1.4 Information-based Environmental decision-making – the role of GIS

With many problems affecting GIS in environmental decision-making (the limitations of data quality, the complexity of many management problems, etc. etc.), it is tempting to think that GIS has only a limited role to play. However, it is worth emphasising the positive impact that GIS can have to an environmental management problem as well as some of its weaknesses. This object therefore describes the specific contribution that GIS can make to environmental decision-making.

Some of the key strengths of GIS in information-based environmental management can be summarised as follows:

More objective indicators

Indicators are one tool for managing environmental resources. Pressure indicators describe factors that are likely to adversely affect a resource, such as the number of boreholes used to extract water from an aquifer. State indicators indicate the status of the resource, such as the depth to water table or the discharge from major rivers within a study area. Response indicators document attempts to improve the condition of a resource or counteract pressures on it. For example, a response indicator might be the number of licences granted to extract water from a given aquifer.

Very often, indicators need to be compared across different periods. For example, in introducing a new agri-environment scheme, we might collect data at the start of the scheme that indicate the total length of hedgerows within a given study area. To evaluate how well the agri-environment scheme has worked, we might collect the same data on hedgerows after the scheme has been running for a number of years. For this approach to be effective, it is important that the baseline inventory of hedgerows uses the same methodology as the subsequent follow-up inventory of hedgerows. GIS can be used to ensure this consistency of methodology – for example, by adopting the same approach to digitising hedgerows from aerial photographs in both cases. Some authors also distinguish between global and local environmental indicators. Global indicators are used for comparisons between different sites, whereas local indicators are specific to a given case study area.

Bringing data together

Many environmental management issues involve not only monitoring the status of the environment, but also the anthropogenic (man-made) pressures upon it. For example, understanding changing nitrate concentrations in rivers and streams involves not only monitoring the water quality in these bodies, but investigating the sources of these nitrates – generally fertiliser applied to arable fields. Through its overlay facility, GIS can link together map layers depicting human pressures (the locations where fertiliser has been applied) with their environmental consequences (water bodies with high nitrate concentrations).
++++++++++
== SHORT TASK A ==
In the GIS text, what example is given of a response indicator?
== SHORT TASK B ==
Select every line of the records that contains the string "dark", treating uppercase and lowercase as different.
The text above has no connection to the records that follow it.
++++++++++
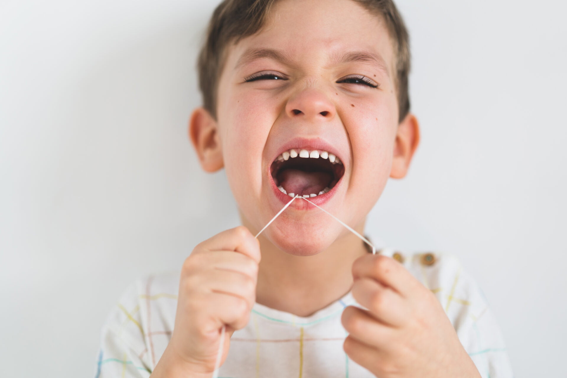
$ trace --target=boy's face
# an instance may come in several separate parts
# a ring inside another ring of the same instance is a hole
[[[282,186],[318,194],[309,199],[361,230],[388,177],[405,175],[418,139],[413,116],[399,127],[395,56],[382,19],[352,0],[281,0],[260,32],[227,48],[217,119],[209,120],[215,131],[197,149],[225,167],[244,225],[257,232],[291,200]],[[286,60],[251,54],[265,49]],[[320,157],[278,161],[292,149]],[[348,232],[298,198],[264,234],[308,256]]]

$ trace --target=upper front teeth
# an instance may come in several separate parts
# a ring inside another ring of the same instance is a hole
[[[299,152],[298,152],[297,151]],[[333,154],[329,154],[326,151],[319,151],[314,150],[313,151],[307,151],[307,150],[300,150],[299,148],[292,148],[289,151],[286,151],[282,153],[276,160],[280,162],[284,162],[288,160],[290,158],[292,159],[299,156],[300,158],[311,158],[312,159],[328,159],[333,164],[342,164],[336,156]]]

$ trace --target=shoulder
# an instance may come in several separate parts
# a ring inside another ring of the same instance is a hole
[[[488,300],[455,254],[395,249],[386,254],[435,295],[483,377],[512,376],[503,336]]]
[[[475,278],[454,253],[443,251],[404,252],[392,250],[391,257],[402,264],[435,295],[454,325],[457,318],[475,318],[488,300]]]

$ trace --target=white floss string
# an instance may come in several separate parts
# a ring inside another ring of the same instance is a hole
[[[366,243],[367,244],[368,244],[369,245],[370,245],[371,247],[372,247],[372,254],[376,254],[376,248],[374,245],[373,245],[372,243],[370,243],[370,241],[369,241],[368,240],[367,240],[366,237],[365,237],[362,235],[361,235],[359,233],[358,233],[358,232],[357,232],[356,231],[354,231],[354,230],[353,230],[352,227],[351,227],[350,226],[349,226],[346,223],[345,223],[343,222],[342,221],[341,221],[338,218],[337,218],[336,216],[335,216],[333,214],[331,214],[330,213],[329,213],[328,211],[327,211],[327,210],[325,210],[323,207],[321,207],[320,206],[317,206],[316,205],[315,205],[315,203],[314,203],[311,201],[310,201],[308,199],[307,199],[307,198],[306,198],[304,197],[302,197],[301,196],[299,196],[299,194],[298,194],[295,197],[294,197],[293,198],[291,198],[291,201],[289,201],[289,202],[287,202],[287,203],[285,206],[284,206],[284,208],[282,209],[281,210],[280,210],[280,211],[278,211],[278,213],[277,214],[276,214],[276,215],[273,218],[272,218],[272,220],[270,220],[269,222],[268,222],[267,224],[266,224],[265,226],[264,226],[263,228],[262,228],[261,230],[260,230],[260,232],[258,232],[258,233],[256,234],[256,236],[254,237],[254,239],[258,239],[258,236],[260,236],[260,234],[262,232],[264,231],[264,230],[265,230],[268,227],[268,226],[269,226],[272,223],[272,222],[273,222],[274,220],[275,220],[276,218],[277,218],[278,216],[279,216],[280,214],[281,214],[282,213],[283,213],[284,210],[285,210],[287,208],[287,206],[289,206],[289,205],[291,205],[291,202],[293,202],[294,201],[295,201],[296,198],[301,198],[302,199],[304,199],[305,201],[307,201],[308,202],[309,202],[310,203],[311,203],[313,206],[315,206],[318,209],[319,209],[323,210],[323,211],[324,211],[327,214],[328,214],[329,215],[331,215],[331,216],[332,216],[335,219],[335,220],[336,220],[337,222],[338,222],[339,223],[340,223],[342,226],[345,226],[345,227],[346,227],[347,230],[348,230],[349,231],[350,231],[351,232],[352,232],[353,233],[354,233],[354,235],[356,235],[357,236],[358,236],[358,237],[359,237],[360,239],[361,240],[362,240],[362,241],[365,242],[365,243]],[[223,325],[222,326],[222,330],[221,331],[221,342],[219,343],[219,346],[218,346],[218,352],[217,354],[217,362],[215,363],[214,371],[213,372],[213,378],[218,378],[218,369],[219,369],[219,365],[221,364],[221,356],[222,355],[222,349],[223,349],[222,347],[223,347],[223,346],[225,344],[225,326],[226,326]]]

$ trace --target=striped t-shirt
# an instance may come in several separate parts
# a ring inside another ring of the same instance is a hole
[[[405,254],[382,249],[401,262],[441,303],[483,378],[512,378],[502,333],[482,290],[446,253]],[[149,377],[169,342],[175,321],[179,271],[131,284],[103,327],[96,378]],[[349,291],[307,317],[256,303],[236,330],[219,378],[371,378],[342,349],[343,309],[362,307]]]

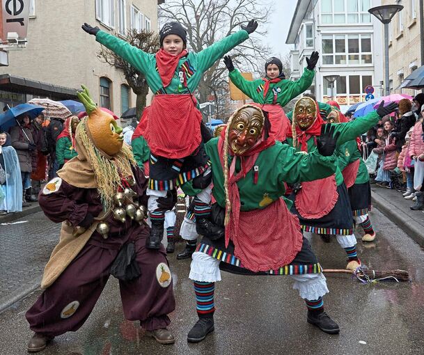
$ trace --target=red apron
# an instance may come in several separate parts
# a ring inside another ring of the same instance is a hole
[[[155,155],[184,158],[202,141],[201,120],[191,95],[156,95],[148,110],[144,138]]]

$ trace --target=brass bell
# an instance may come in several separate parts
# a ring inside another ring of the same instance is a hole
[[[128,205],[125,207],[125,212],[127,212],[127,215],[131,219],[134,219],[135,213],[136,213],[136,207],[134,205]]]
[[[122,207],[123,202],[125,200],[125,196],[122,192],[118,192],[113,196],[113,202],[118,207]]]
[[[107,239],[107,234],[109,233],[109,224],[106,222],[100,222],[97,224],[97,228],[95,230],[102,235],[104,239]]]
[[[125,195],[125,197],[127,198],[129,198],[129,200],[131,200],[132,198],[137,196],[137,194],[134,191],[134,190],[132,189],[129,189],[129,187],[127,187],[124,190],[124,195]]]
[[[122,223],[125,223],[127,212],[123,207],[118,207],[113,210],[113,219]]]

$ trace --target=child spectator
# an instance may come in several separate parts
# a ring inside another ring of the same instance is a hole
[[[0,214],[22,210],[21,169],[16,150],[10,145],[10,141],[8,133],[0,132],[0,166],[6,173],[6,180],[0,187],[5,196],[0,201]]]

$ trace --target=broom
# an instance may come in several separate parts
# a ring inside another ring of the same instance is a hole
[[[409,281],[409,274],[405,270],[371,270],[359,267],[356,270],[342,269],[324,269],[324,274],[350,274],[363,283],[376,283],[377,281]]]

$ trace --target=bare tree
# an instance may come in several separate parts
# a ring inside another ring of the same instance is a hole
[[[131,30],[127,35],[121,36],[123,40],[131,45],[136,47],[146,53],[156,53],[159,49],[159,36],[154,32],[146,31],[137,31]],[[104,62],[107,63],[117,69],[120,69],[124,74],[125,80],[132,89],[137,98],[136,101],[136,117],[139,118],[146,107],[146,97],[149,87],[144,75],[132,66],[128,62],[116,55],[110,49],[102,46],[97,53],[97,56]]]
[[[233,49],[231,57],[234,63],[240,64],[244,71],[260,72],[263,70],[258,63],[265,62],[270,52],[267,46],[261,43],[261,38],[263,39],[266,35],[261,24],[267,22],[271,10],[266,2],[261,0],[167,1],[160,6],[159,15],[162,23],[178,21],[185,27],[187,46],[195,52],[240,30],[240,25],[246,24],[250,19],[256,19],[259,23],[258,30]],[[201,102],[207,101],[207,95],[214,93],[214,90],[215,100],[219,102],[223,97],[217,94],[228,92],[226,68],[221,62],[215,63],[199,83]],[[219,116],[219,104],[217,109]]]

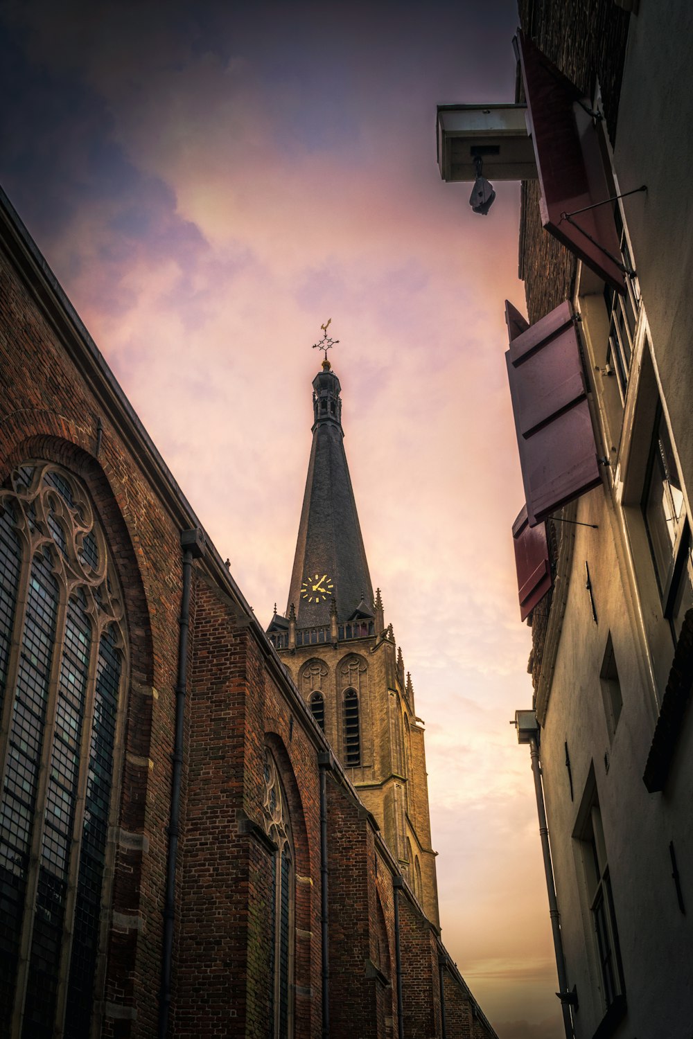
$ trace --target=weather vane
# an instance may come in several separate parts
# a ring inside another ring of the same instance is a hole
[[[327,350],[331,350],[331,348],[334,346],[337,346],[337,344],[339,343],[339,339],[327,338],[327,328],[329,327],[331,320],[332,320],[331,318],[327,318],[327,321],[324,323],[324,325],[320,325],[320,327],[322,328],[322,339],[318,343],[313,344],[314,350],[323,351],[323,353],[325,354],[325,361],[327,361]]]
++++++++++
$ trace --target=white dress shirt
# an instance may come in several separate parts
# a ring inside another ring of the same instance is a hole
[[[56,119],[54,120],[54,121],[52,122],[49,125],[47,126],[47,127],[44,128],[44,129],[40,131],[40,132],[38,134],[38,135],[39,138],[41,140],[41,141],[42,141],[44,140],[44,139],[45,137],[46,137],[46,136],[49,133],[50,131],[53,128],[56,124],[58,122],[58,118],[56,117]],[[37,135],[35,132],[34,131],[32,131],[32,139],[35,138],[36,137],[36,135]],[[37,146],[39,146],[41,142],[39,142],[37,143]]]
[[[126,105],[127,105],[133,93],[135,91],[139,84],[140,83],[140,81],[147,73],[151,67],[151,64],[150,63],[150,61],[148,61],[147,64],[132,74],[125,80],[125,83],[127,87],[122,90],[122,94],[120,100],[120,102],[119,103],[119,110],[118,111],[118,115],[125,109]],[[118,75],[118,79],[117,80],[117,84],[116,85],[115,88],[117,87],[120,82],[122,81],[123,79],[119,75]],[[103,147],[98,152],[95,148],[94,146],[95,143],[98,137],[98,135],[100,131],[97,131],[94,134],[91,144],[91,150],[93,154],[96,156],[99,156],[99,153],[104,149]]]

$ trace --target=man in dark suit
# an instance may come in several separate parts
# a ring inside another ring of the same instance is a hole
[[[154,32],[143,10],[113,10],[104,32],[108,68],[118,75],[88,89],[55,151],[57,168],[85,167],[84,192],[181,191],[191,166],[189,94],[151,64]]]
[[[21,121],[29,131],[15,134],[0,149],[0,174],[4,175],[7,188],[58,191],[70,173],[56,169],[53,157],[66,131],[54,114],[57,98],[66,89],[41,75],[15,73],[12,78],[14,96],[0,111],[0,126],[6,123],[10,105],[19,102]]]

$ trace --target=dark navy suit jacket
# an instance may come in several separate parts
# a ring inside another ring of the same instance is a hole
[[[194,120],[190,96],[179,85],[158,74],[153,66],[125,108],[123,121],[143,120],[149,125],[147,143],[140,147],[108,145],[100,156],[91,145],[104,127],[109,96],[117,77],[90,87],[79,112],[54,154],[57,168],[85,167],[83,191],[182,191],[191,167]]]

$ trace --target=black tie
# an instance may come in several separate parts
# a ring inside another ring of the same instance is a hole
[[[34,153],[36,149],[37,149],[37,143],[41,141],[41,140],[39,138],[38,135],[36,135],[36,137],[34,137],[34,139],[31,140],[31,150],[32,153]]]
++++++++++
== FULL ANSWER A ==
The number of licences granted to extract water from a given aquifer.

== FULL ANSWER B ==
$ trace --target=man in dark suit
$ trace --target=dark navy suit jacket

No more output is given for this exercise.